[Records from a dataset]
BEGIN
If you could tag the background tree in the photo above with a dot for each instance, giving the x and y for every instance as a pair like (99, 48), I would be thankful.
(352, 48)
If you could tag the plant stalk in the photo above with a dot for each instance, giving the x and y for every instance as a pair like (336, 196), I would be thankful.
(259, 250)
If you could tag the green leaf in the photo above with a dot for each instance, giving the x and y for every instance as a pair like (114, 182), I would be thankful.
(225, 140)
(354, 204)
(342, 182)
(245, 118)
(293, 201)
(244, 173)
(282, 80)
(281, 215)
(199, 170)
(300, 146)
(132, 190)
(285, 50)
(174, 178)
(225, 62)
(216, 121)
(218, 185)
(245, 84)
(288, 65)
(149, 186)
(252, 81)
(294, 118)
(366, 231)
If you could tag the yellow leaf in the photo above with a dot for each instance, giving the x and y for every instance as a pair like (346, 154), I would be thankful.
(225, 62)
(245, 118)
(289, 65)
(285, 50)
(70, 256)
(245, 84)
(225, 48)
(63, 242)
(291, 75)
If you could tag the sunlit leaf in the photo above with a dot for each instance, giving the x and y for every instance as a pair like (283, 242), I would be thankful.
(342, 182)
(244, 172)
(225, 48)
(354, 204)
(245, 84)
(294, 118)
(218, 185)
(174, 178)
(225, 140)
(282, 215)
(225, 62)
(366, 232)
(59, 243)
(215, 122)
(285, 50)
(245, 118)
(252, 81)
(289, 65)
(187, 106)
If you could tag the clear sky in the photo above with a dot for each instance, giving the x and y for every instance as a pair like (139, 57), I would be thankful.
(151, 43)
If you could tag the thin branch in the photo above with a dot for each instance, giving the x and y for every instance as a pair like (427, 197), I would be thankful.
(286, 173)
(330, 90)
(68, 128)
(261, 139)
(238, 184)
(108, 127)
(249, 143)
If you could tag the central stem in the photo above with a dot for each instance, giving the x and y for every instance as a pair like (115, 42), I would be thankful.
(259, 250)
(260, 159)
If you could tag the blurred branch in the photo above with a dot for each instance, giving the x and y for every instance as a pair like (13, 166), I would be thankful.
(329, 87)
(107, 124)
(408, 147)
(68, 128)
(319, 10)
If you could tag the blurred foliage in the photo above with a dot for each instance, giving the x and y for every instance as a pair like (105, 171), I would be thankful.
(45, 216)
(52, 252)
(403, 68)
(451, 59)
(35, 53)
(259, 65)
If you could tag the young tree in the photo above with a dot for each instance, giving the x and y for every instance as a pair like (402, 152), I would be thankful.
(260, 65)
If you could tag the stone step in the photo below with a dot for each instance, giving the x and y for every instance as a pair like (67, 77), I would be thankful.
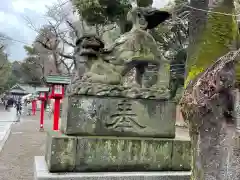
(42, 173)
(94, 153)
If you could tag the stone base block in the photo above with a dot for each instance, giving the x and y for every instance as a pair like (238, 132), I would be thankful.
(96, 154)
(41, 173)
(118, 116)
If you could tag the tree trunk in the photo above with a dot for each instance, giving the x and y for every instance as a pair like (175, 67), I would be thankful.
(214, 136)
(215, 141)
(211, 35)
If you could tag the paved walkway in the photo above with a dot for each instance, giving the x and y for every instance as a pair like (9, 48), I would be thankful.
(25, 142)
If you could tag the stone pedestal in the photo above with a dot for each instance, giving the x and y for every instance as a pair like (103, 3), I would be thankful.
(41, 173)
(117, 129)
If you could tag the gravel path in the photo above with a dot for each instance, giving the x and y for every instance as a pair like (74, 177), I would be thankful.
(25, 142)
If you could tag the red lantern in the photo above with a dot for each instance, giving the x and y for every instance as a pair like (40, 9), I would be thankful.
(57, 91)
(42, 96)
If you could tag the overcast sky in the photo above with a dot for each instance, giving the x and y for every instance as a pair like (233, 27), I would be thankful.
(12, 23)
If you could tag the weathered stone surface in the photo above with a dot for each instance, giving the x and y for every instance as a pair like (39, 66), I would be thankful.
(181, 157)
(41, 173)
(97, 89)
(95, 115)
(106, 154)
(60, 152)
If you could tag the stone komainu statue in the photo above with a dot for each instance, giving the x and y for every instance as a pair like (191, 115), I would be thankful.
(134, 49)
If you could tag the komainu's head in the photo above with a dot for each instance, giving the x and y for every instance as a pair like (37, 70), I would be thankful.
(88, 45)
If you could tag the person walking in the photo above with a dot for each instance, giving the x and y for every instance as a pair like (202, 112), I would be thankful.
END
BEGIN
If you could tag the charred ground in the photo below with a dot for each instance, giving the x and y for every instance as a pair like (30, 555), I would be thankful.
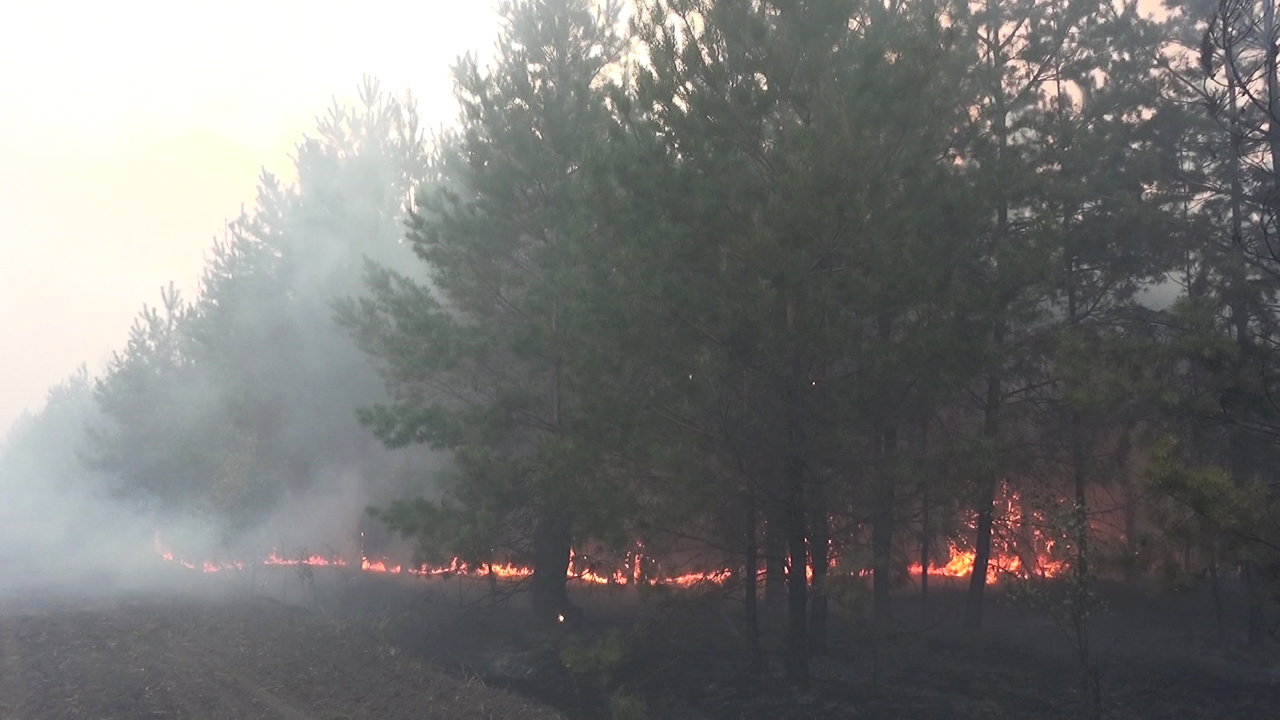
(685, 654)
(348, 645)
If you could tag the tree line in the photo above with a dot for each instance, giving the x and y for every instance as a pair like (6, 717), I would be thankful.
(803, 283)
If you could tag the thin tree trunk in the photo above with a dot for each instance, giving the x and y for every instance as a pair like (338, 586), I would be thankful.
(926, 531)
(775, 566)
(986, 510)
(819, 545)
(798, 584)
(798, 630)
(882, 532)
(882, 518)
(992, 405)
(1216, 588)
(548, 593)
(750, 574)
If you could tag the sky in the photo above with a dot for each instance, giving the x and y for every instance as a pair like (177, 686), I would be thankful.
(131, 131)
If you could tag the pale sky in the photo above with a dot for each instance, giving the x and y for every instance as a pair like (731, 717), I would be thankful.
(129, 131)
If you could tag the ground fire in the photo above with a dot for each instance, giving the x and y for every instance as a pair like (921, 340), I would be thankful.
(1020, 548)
END
◆ WHAT THE TASK REQUIRES ◆
Repeat the entries above verbatim, but only from the line that has "If you could tag the red" down to the line that has "If you could tag the person", inclusive.

◆ RESULT BELOW ◆
If you could tag the red lantern in the photo above with a dot for each instance, giving the x and y for every instance as a pair like (40, 9), I would be thankful.
(57, 91)
(42, 96)
If you could tag the overcast sky in the photo above with a dot for each instance, giving the x and y for every instance as a pair like (233, 27), I would be thankful.
(12, 23)
If you could tag the weathered stone surface in the photo above with a dot for each instance, giving the x and y for every instance as a pair like (39, 66), I would be thankful.
(181, 157)
(41, 173)
(97, 89)
(95, 115)
(106, 154)
(60, 152)
If you could tag the stone komainu statue in the photo above with a dot for each instance, giving the x and y for every instance as a pair like (191, 115), I would be thankful.
(134, 49)
If you could tag the komainu's head in the photo above with a dot for each instance, giving the x and y for every instance as a pair like (37, 70), I would be thankful.
(88, 45)
If you could tag the person walking in the photo above with a dot for each instance, giving the x and y for every instance as a pair like (202, 112), I would be thankful.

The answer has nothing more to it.